▸ GIVEN TASK: Print the records below word for word, from their beginning through the line that contains "[101,522,185,620]", and omit the pictures.

▸ EXCERPTED RECORDS:
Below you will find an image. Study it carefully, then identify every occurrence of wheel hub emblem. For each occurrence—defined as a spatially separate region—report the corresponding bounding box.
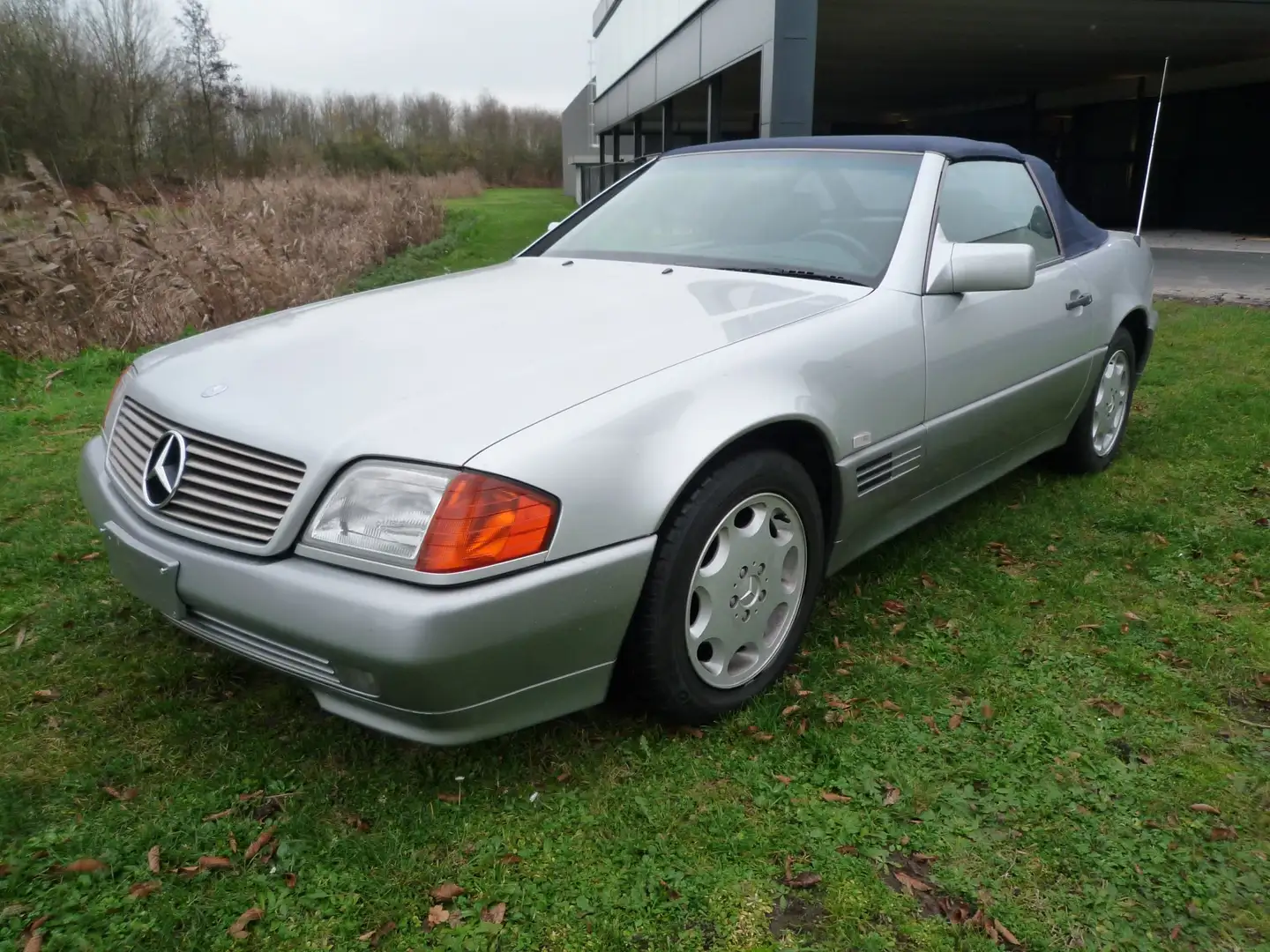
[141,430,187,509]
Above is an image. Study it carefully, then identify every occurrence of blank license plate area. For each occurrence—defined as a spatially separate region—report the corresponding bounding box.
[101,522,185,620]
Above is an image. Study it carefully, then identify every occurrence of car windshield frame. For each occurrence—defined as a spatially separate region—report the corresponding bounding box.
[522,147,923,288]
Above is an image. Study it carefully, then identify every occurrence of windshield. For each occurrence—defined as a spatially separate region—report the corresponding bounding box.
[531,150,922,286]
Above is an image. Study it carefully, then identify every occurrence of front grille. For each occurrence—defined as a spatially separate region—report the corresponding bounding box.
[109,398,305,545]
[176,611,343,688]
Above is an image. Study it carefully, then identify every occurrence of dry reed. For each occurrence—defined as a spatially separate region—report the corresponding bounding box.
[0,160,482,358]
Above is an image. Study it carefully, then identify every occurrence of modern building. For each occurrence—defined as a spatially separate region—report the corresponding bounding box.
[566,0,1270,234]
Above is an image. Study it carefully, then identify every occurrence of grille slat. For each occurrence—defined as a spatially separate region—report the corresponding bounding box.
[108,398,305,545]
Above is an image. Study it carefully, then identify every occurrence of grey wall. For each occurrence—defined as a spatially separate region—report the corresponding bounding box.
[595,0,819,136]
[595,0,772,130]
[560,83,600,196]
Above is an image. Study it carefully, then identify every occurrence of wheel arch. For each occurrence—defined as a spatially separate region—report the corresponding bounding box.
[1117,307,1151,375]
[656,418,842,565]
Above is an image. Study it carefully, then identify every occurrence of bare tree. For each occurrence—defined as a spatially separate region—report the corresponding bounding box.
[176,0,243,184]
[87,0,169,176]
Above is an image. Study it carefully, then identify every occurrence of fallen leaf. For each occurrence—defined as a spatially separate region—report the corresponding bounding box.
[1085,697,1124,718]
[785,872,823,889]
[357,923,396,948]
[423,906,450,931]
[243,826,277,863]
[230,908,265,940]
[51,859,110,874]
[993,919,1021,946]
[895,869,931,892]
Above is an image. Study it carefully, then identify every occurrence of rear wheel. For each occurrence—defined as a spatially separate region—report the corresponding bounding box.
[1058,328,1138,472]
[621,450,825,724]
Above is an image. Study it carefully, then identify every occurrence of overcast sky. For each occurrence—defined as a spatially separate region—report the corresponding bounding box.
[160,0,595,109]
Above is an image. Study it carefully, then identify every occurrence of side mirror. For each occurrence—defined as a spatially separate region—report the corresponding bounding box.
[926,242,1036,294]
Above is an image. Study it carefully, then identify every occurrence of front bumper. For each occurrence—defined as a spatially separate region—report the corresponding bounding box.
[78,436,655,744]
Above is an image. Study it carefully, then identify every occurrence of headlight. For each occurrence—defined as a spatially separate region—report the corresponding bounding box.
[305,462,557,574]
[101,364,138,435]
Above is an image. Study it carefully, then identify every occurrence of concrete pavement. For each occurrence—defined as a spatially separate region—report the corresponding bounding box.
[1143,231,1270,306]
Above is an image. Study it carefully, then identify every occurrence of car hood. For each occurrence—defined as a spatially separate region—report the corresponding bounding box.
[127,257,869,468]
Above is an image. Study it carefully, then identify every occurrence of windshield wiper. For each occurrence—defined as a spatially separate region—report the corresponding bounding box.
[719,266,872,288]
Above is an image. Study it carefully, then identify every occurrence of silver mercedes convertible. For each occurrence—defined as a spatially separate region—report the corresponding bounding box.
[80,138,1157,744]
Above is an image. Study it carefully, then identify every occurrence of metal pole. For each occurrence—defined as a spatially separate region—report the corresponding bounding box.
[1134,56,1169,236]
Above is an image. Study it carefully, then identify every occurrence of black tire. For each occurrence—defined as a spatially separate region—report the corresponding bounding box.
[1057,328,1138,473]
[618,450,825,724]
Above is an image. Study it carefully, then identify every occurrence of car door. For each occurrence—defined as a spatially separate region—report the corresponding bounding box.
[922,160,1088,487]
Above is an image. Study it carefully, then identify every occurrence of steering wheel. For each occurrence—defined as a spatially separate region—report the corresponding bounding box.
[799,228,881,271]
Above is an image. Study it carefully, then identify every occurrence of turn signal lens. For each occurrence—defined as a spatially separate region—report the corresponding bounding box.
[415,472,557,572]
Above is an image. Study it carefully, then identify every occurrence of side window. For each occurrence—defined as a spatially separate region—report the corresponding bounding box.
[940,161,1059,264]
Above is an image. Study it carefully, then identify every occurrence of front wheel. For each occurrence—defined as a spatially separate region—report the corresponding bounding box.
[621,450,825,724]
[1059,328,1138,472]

▸ RESULT:
Below you will find an image. Study it carefully, then identify every occurrence of wheel hub emblem. For each occurrence—defined as a spatially separate region—report the corresponding bounding box.
[141,430,187,509]
Above is an image. Study it carefully, then identify every occurrence of blank license plate area. For each occurrence—defined as a spatially separate region—report the corresponding bounding box.
[101,522,185,620]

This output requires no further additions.